## What the exercise asks
Reproduce the material from its beginning through the line containing "positive clicks: (493, 464)", switching "positive" to "foreground" and keeping everything else the same.

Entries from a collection
>>>>
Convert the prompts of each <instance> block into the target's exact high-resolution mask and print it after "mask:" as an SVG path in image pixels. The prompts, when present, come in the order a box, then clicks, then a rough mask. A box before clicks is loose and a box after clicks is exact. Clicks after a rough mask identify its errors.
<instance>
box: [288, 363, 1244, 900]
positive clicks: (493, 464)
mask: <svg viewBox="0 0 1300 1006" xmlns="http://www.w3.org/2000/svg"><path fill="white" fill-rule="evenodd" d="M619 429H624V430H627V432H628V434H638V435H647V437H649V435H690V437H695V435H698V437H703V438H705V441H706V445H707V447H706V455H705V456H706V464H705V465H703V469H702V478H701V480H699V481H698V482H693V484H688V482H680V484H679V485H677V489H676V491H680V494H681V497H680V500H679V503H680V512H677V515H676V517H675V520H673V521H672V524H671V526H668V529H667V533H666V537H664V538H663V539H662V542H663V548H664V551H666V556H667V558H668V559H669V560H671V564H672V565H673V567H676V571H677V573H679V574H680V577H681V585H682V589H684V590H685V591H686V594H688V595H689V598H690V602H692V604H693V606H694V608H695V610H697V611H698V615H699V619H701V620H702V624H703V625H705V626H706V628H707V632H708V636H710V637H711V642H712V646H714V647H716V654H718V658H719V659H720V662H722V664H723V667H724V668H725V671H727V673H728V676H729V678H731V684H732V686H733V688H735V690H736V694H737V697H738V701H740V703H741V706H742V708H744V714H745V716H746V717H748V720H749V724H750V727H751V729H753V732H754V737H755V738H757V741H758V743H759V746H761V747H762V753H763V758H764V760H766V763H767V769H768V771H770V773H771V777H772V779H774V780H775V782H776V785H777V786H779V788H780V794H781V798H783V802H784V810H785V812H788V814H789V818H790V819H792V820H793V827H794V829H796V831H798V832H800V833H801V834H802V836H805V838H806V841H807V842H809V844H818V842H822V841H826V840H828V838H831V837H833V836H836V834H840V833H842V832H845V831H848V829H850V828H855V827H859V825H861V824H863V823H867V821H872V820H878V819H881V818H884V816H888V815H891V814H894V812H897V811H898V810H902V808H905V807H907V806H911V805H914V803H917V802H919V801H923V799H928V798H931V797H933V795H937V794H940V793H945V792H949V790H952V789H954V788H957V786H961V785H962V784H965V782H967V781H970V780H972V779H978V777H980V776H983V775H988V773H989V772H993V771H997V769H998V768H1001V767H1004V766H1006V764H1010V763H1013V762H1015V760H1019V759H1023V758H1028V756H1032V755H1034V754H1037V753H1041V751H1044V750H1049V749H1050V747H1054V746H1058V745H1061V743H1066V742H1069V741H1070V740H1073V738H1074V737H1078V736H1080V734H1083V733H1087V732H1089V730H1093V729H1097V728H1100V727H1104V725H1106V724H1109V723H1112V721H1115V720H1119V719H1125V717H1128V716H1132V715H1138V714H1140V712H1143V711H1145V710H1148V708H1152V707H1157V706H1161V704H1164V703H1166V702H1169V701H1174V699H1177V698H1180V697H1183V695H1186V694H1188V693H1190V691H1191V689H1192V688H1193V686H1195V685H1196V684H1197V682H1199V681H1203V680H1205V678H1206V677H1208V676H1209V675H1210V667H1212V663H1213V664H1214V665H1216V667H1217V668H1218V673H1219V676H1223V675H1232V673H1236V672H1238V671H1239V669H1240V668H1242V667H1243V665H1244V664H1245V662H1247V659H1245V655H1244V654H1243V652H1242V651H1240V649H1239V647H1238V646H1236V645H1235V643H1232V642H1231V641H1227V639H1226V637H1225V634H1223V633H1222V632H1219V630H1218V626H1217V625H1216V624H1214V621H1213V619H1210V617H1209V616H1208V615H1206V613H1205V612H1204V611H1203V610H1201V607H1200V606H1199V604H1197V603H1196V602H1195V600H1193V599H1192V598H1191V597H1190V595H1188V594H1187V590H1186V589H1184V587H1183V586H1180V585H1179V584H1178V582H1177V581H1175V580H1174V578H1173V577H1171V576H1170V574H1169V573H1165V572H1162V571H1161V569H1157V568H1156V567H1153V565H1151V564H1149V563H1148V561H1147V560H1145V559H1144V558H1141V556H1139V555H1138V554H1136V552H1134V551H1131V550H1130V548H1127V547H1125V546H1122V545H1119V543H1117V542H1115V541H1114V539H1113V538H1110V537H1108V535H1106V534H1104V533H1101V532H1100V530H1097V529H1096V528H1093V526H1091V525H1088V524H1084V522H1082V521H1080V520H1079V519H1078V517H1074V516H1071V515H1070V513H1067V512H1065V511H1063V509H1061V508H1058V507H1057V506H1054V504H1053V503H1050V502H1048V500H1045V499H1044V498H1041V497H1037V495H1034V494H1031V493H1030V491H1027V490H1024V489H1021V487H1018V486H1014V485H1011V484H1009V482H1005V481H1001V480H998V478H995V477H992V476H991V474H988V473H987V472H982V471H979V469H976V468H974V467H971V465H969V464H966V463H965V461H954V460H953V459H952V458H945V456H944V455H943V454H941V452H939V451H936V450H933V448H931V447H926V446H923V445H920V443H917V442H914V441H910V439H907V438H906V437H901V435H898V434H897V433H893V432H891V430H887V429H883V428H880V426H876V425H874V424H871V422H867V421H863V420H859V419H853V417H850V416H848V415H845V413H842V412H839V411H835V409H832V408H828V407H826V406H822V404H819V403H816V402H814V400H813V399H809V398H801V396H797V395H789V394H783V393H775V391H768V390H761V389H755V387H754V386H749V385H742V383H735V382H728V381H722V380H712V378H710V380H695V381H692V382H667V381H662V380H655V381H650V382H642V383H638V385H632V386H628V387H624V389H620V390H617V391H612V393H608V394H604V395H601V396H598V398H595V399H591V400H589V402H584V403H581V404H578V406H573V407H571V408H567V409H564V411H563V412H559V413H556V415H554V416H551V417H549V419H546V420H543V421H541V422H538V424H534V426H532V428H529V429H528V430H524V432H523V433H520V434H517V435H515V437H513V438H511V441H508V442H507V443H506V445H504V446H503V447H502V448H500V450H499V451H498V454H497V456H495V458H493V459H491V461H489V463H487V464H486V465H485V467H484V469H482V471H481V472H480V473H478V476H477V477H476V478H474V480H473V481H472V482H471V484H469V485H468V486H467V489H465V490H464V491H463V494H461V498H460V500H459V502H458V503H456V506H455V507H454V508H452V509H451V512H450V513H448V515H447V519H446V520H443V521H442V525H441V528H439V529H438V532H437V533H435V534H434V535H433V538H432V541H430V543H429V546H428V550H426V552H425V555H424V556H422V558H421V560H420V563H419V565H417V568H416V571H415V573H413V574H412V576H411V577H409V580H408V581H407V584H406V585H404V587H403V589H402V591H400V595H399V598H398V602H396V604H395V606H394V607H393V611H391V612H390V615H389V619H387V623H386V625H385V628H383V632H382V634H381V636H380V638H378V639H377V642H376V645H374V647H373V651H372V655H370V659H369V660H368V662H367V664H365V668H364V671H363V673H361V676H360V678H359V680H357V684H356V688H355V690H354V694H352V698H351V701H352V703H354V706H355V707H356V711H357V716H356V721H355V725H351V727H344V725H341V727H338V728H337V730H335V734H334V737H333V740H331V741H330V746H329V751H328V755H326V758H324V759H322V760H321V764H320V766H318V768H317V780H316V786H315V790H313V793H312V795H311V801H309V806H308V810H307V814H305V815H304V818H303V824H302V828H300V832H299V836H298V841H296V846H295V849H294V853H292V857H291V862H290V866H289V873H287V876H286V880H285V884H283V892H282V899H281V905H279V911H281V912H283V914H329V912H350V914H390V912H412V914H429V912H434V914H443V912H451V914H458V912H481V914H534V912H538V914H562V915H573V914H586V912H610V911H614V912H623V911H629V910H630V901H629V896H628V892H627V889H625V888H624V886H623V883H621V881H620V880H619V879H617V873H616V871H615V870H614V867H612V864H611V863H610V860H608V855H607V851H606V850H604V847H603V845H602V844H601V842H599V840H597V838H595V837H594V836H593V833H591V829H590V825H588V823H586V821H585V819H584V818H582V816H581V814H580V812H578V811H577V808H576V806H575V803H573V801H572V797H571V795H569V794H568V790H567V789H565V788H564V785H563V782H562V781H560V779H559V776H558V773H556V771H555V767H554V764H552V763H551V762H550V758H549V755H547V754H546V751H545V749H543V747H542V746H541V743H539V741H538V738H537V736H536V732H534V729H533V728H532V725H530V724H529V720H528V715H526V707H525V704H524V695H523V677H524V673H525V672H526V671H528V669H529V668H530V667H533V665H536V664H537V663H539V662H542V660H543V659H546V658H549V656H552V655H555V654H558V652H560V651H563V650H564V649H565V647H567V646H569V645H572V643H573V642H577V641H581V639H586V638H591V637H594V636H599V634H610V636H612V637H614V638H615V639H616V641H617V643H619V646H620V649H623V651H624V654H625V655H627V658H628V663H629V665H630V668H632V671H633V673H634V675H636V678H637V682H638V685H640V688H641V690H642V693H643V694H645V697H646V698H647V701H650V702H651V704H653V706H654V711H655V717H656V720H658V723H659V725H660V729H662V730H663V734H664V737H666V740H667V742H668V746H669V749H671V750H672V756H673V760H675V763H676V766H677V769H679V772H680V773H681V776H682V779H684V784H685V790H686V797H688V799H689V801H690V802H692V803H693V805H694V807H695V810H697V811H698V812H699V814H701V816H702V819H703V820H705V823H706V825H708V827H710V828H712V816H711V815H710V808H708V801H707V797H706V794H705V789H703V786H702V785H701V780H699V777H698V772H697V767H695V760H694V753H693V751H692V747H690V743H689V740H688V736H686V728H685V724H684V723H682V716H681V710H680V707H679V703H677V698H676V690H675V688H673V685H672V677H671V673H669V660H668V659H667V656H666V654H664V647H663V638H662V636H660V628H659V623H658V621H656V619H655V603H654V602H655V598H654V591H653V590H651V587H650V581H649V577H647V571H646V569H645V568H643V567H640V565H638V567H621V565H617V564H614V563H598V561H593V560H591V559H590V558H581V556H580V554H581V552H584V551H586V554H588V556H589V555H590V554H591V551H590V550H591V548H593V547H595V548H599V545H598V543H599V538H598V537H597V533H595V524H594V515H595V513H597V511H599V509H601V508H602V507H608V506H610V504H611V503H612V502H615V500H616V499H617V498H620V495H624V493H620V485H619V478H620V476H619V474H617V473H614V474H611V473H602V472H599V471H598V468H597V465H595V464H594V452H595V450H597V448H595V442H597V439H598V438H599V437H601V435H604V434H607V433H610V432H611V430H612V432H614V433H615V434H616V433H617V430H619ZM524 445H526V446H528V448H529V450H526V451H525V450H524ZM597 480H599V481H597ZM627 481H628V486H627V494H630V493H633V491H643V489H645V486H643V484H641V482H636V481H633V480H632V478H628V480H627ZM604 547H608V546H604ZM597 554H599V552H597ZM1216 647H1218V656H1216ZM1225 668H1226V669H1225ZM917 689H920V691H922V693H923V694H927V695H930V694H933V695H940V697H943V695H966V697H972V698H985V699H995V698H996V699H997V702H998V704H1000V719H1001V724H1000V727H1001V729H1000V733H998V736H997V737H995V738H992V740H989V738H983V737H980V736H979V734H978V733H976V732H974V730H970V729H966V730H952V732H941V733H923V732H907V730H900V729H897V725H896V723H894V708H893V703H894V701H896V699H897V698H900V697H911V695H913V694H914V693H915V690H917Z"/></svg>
<<<<
## Response area
Convert the prompts of each <instance> block into the target's exact high-resolution mask and print it after "mask:" as an SVG path in image pixels. The prompts, when present, come in the order a box, then clicks, then a rough mask. A box before clicks is loose and a box after clicks is exact. Clicks after a rough mask identify its errors.
<instance>
box: [288, 363, 1244, 900]
foreground clicks: (493, 464)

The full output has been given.